§ **Things to do**
**a)** In the brain waves article, what device is Hans Berger credited with inventing?
**b)** Pick up the brain waves article after its last sentence and keep writing it.

§ **Document segment**

The year is 1924. A German psychiatrist by the name of Hans Berger has been conducting experiments to test for telepathy between human minds – working off of the recent discoveries of radio waves and electromagnetic waves. His colleagues know that Berger will never amount to much – but Berger still presses on, with limited knowledge about electricity or mechanics. Looking like a mad scientist on a mission, he straps his unsuspecting subjects to a chair and laughs maniacally while sticking electrodes on their scalps and recording the corresponding brain electrical disturbances with glee. Now, however, this procedure is pretty common in labs and hospitals around the world.
Hans Berger did, in fact, amount to something, contrary to his colleagues beliefs – he was the inventor of the electroencephalogram, or the EEG, a device that is used to record and measure brain waves. And as interesting as EEGs and Hans Berger are, these will be our topic today.
Known in the scientific world as neural oscillations, brain waves are simply the product of millions of neurons firing electrical impulses in one direction, causing an impulse strong enough to be measured from the scalp through an EEG. There have traditionally been four different types of brain waves, but, more recently, a fifth has been added. These are called Delta, Theta, Alpha, Beta, and Gamma waves, and their frequencies are measured in Hz (hertz).
Picture From: http://emedicine.medscape.com/article/1139332-overview#a2
Delta waves are below 4 Hz, and they occur in deep sleep, although more in infants and children than adults. Infants and young children can have delta wave activity even in waking hours, but this same activity in an awake adult is quite abnormal, and too many Delta waves can cause difficulty thinking and concentrating.
Theta waves are another brain wave that occur during sleep, except that they are found in all ages, including adults. Between 4 to 8 Hz, Theta brain waves can even occur in adults that are awake, although this should be infrequent. They can be present in awake adults when they are day dreaming or drifting in and out of sleep. According to the Center for ADD website, people with ADHD produce “excessively low frequency” Theta waves and excessive Theta waves while awake can reflect learning disorders and a lower attention span.

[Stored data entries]
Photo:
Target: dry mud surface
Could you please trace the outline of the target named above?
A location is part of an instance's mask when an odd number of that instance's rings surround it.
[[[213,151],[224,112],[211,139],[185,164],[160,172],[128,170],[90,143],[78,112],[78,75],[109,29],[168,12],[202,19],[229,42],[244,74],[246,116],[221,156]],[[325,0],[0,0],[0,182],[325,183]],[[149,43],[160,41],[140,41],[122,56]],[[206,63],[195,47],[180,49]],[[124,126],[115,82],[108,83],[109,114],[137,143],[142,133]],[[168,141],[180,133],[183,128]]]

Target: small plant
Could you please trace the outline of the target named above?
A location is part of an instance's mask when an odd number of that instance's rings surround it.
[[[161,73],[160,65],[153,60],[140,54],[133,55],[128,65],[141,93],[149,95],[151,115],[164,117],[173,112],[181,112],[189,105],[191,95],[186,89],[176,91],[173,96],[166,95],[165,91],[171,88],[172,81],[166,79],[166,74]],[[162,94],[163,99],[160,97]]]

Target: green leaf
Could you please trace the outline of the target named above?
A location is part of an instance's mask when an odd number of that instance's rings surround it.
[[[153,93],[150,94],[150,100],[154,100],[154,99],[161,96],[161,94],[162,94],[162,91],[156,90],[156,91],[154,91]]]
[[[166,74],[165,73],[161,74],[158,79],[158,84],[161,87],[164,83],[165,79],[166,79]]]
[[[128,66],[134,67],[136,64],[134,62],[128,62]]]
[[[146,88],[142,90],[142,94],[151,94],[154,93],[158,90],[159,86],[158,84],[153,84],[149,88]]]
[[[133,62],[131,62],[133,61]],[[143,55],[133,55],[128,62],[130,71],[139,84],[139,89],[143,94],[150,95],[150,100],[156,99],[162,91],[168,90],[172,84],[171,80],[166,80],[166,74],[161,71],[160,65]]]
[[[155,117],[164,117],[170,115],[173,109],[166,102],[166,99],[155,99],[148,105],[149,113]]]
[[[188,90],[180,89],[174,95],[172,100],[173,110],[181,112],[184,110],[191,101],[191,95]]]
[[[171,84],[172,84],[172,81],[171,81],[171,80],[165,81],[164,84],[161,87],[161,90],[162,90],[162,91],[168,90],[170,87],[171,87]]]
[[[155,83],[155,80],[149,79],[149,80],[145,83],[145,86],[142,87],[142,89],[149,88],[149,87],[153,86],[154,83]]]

§ **Answers for this exercise**
**a)** The electroencephalogram, or EEG.

**b)**
Alpha waves, at 8-12 Hz, occur during the waking, yet relaxed state. These waves are the ones that Hans Berger observed in the 1920s, and can be seen in a subject when their eyes are closed and they are relaxed and not distracted by stimuli. Alpha brain waves have been linked with creativity and, according to a study by the University of North Carolina Chapel Hill, may even reduce depression.
Beta brain waves are between 12-40 Hz, and occur when we are alert in our daily lives, and when we are actively thinking, problem solving, or finishing important tasks. At the same time, beta brain waves occur during deep REM (Rapid Eye Movement) sleep, where dreams occur. Excessive beta waves may indicate anxiety and obsessiveness, hyperactivity, and sleeping problems.
Finally, we have Gamma waves, the strangest of them all. At 40-100 Hz, Gamma brain waves are associated with high levels of concentration and thinking and making connections within the brain. According to the Center for ADD website, high gamma wave activity is associated with “high levels of intelligence, enhanced memory, compassion and natural feelings of contentment”, while low levels may indicate learning problems. Interestingly enough, a study of Tibetan monks that were advanced meditators showed that they had high levels of gamma waves.
Now, many sites and clinics offer brain wave services, such as neurofeedback therapy – therapy using music, video games, and other outside sources to regulate brain waves. How legitimate are their claims? According to an article by The Washington Post, the signals are pretty mixed, where some case studies show major improvements and there are a few good tests, but many scientists remain largely skeptical. A meta analysis (which is basically a collection of a bunch of smaller studies) on neurofeedback therapy in people with epilepsy shows a net positive effect of the therapy, yet another meta analysis published in June 2016 shows no positive effect of neurofeedback therapy on ADHD patients. For every positive study, there seems to be one with no effect, so the science is still not completely sure on this one.
Either way, since Hans Berger’s accidental discovery in the 1920s, neural oscillations have been a topic of study in labs all over the world, and scientists are getting closer to figuring out how brain waves affect our ability to think, sleep, and relax.